• **PROBLEM TO SOLVE**:
Please take the lines from the one holding "positive clicks: (392, 332)" through the one holding "positive clicks: (310, 614)" in the data below and copy them exactly.

[[ GIVEN DATA open ]]

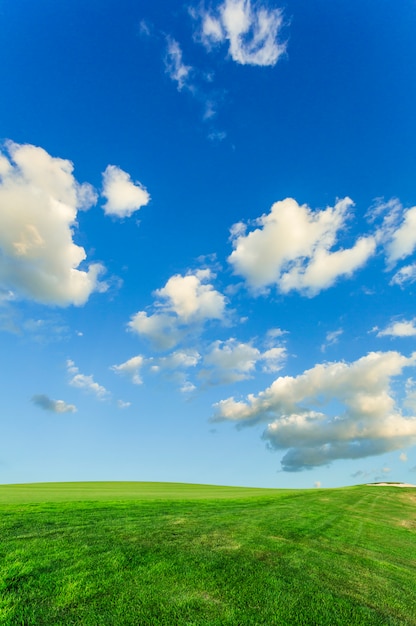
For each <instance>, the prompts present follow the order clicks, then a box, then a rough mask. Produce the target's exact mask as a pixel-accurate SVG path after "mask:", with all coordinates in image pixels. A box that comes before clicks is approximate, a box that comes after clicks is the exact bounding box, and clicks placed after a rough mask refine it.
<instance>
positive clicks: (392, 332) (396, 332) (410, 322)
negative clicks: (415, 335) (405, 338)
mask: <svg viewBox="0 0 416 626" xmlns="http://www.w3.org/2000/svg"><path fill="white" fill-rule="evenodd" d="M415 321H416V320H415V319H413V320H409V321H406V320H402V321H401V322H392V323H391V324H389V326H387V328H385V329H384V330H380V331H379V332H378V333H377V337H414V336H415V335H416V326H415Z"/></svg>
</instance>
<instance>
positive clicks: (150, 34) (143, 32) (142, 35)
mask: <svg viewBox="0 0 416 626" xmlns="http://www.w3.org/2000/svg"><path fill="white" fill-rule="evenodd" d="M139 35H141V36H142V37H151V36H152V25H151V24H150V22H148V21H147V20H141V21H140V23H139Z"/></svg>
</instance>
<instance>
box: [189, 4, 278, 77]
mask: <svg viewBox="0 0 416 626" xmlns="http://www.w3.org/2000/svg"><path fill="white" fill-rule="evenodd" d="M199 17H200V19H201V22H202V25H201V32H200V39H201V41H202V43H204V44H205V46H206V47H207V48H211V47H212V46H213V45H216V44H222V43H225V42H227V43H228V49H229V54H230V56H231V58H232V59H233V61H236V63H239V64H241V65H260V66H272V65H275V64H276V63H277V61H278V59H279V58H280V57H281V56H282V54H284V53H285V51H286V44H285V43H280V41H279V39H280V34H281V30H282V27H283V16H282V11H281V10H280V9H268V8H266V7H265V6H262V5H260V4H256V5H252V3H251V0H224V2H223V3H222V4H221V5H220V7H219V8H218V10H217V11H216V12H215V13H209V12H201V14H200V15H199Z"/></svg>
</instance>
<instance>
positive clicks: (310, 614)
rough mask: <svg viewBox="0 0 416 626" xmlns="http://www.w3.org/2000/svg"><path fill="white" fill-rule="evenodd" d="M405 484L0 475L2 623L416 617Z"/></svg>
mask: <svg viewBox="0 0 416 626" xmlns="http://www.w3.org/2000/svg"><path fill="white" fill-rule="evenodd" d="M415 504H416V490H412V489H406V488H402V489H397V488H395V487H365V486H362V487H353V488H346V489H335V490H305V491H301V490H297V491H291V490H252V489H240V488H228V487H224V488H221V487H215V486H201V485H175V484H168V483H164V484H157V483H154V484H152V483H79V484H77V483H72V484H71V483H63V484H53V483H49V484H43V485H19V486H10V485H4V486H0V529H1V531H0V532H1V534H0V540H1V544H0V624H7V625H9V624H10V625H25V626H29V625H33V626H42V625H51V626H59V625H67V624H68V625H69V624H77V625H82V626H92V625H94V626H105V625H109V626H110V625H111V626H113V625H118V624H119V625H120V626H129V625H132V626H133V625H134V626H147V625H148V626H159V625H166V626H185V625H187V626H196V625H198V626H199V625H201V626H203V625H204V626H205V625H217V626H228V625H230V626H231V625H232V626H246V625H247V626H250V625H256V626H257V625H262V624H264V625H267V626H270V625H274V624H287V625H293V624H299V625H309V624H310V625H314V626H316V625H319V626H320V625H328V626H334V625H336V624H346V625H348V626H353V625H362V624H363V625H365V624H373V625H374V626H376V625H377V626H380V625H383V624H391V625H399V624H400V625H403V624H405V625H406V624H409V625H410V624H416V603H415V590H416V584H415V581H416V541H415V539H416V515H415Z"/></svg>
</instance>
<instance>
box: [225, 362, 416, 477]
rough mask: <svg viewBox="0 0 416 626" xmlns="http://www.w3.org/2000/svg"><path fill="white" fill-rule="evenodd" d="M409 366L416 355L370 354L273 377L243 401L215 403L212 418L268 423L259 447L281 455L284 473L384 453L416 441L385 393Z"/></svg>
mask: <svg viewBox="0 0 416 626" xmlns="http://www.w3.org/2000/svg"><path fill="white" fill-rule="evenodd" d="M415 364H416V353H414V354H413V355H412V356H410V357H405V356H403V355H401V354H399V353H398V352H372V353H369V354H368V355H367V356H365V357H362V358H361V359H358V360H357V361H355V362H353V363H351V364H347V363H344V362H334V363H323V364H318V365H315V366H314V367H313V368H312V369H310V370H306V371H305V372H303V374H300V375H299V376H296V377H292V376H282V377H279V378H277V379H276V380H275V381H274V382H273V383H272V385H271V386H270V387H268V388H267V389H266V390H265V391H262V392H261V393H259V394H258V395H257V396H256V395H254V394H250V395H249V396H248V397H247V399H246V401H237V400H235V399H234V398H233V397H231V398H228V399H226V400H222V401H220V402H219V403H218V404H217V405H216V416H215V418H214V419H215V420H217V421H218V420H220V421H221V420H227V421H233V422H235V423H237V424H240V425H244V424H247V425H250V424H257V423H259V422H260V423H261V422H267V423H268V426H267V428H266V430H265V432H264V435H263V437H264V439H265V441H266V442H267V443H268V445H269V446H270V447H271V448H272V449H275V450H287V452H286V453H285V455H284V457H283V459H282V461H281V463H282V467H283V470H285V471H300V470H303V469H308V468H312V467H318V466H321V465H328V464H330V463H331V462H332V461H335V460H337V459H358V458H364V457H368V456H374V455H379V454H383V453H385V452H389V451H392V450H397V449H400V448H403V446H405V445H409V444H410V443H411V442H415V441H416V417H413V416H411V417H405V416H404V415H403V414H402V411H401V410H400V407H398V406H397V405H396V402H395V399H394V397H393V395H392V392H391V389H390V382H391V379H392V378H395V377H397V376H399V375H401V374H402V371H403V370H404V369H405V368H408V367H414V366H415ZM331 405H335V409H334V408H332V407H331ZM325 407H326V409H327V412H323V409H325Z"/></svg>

[[ GIVEN DATA closed ]]

• **SOLUTION BELOW**:
positive clicks: (392, 332) (396, 332) (410, 322)
negative clicks: (415, 335) (405, 338)
mask: <svg viewBox="0 0 416 626" xmlns="http://www.w3.org/2000/svg"><path fill="white" fill-rule="evenodd" d="M415 321H416V320H415V319H413V320H409V321H406V320H402V321H401V322H392V323H391V324H389V326H387V328H385V329H384V330H380V331H379V332H378V333H377V337H414V336H415V335H416V326H415Z"/></svg>
</instance>
<instance>
positive clicks: (150, 34) (143, 32) (142, 35)
mask: <svg viewBox="0 0 416 626" xmlns="http://www.w3.org/2000/svg"><path fill="white" fill-rule="evenodd" d="M139 35H141V36H142V37H151V36H152V25H151V24H150V22H148V21H147V20H141V21H140V23H139Z"/></svg>
</instance>
<instance>
box: [189, 4, 278, 77]
mask: <svg viewBox="0 0 416 626" xmlns="http://www.w3.org/2000/svg"><path fill="white" fill-rule="evenodd" d="M199 17H200V19H201V22H202V25H201V32H200V39H201V41H202V43H204V44H205V46H206V47H207V48H211V47H212V46H213V45H216V44H222V43H225V42H227V43H228V49H229V54H230V56H231V58H232V59H233V61H236V63H239V64H241V65H260V66H272V65H275V64H276V63H277V61H278V59H279V58H280V57H281V56H282V54H284V53H285V51H286V44H285V43H280V41H279V39H280V34H281V30H282V27H283V16H282V11H281V10H280V9H268V8H266V7H265V6H262V5H260V4H256V5H252V3H251V0H224V2H223V3H222V4H221V5H220V7H219V8H218V10H217V11H216V12H215V13H209V12H201V14H200V15H199Z"/></svg>
</instance>
<instance>
positive clicks: (310, 614)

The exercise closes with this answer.